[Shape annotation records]
* * *

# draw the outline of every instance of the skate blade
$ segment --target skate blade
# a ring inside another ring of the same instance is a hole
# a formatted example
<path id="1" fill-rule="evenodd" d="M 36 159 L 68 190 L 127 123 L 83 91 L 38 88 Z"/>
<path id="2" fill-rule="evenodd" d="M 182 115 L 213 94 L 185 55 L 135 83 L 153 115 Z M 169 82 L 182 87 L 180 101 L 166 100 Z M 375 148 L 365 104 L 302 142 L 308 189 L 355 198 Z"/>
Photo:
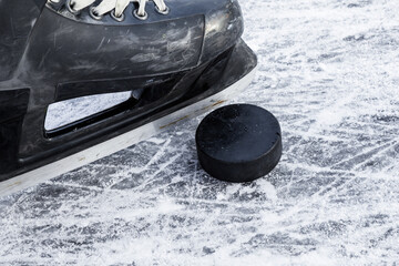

* * *

EXERCISE INSTRUCTIONS -
Rewrite every line of the records above as a numbered list, omitting blank lines. Leave the pictures out of the list.

RESPONSE -
1. # draw the outline of every instance of the skate blade
2. $ segment --target skate blade
3. # a ring inside another ring of the same instance is a hole
4. # a formatted example
5. <path id="1" fill-rule="evenodd" d="M 36 159 L 68 190 L 127 123 L 83 91 L 38 88 Z"/>
6. <path id="2" fill-rule="evenodd" d="M 182 115 L 213 94 L 185 55 L 135 83 L 153 115 Z M 169 82 L 182 87 L 180 101 L 166 100 Z M 375 148 L 365 104 L 302 142 L 308 189 L 355 198 Z"/>
7. Photo:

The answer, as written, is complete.